TASK REQUIREMENTS:
Transcribe every entry exactly, leaving out any pictures.

GIVEN DATA:

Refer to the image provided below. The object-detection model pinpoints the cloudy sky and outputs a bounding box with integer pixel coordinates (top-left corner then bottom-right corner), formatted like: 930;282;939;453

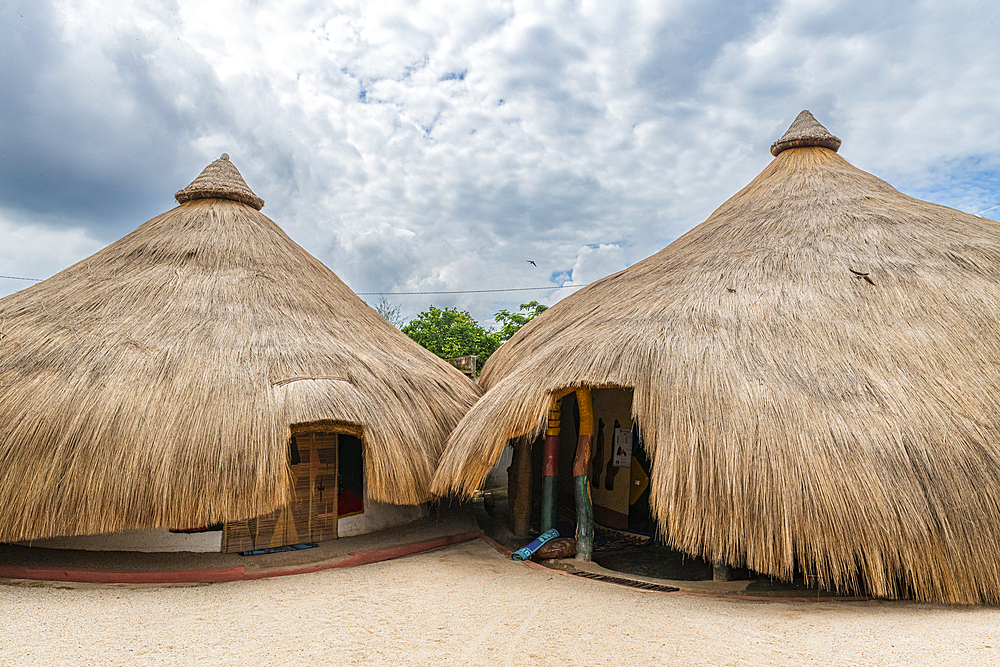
1;0;998;324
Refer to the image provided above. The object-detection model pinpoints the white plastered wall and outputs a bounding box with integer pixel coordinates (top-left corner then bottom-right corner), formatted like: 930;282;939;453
337;500;429;537
16;528;223;553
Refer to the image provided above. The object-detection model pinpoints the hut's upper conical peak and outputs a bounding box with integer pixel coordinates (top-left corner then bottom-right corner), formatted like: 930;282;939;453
770;110;842;157
174;153;264;210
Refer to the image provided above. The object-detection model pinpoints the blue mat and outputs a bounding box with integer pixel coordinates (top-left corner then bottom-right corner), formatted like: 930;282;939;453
511;529;560;561
239;543;318;557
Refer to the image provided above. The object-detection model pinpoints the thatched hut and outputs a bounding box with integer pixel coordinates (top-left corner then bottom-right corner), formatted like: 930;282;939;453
0;154;481;553
433;111;1000;604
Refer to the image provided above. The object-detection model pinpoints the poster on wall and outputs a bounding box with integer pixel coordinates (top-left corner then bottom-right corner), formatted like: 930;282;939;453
612;427;632;468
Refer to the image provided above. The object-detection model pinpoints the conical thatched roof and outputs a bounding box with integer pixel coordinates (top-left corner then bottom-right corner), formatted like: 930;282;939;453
432;112;1000;604
0;155;480;543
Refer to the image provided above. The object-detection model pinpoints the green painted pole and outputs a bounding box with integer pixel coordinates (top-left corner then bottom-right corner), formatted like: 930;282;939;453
573;388;595;561
573;475;593;560
541;475;557;533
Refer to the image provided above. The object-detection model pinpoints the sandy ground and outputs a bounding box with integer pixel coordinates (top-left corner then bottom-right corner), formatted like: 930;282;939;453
1;539;998;666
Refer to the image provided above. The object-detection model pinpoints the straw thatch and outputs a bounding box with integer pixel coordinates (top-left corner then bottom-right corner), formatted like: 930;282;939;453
0;155;480;544
174;153;265;209
433;112;1000;604
770;109;841;156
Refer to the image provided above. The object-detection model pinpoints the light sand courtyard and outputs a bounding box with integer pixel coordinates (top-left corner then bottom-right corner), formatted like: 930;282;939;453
1;538;997;666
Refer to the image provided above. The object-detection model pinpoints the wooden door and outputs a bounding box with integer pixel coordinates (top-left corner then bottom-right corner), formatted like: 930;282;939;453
310;432;339;542
222;431;339;553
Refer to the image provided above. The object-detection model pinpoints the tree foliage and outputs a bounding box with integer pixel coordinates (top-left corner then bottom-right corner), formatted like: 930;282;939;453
402;306;500;364
494;301;549;343
401;301;549;371
373;296;405;328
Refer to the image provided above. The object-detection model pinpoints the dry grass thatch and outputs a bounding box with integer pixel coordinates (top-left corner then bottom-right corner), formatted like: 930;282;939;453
432;112;1000;604
0;155;481;543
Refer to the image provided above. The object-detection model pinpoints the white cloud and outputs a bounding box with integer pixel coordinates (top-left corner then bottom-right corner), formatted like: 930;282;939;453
0;209;105;298
2;0;999;323
570;243;627;284
540;242;628;305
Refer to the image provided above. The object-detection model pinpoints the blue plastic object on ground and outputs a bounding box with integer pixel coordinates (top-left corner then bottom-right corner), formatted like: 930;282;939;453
239;543;318;557
511;528;560;561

RESPONSE TO THE TASK:
Refer to the image provided below. The object-detection model pinpoints the cloudy sky and outputs a bounding box with integer pixel coordinates (top-left corner then bottom-right corner), formatted like: 930;282;939;453

1;0;998;324
Refer to the image provided above. The object-detection model pinpoints the white plastered wall and outputs a bounding box with integer pixel coordinates (top-left corner then bottom-right corner), formatted like: 930;282;939;453
337;500;429;537
16;528;223;553
Refer to the image provided above. The object-detection model pinpoints the hut's upper conical peak and outputs a bounding box with integer pixel coordinates (top-left corner then bottom-right corner), formatted like: 930;282;939;453
770;110;842;157
174;153;264;210
Refer to the image provided above. The object-detection model pinpoints the blue mat and outputs a bounding box with integer pixel coordinates (top-left corner then bottom-right corner), formatted like: 930;282;939;453
511;529;560;561
239;543;318;557
Refer to the image provided above. The object-detection model pinpoints the thatched hut and outputs a bounding box with integer pixel coordinates (top-left corner then bottom-right corner), formatted like: 930;282;939;453
0;154;481;553
433;111;1000;604
Refer to the image provided above. The object-detection model pinpoints the poster on wall and outputs a bounding box with integer pixel coordinates (top-left corner then bottom-right corner), formatted like: 930;282;939;453
612;427;632;468
Refer to the image provided above. The object-detection model pinpoints the conical thatched roof and outputs a bounding box with integer pixel coordinates (top-left corner then bottom-right corner), formatted like: 930;282;939;453
432;112;1000;604
0;155;480;543
Refer to the image provided above. The object-detection model pinpoints the green painted pole and outputs a bounding box with integer pixel coordinates (top-left corner then bottom-right corner), formatted like: 930;282;939;453
573;388;595;561
573;475;593;560
541;475;557;533
Refer to the image provided above. The object-detection model pinpoints the sandy ground and outputs a bounding box with integer pixel coordinates (top-left corner then bottom-right corner), formatted like: 930;282;939;453
1;539;998;666
Refer to the image provided above. The object-detection model pinpoints the straw thatch and outputs a bounding box with integer pixel coordinates (top-left corner then bottom-right corner), formatted like: 930;282;939;453
0;155;480;544
174;153;265;209
433;112;1000;604
770;109;841;156
Refer to the image provided above. The object-detection model pinpoints the light sand courtyard and outputs a bounding box with integer pixel coordinates (top-left corner then bottom-right corner), formatted like: 930;282;939;453
1;538;997;666
Refer to the image provided above. The object-detection model pinpoints the wooden door and outputs a bounding box with integer pixel coordinates (top-left corner then bottom-right corner), formatted like: 930;282;939;453
310;432;339;542
222;431;339;553
Refer to the image provided above. The object-detection model pinpoints the tree foliage and outputs a bounding box with integer pixel coordinates (top-left corner then bottom-right corner), formatted like: 930;282;939;453
402;306;500;364
494;301;549;343
401;301;549;371
373;296;405;328
Refer to the image provided above. The object-detection model pinpoints the dry grass thatch and outputs a bounding box with integer pixel coordinates (top-left corner then bottom-right corner), formatted like: 930;282;939;453
432;112;1000;604
0;155;481;543
Refer to the image provided above. The object-detection model pinpoints the white cloud and outputs a bounding box with integer pixel coordinates (top-left corner then bottom-right corner), formatted like: 930;282;939;453
0;209;105;298
2;0;999;323
570;243;627;284
540;242;628;305
Refer to the image provided above. The object-detection model pinpoints the blue plastic object on ground and outputs a bounding box with integer pixel coordinates (top-left corner then bottom-right corner), formatted like: 930;282;939;453
239;543;318;557
511;528;560;561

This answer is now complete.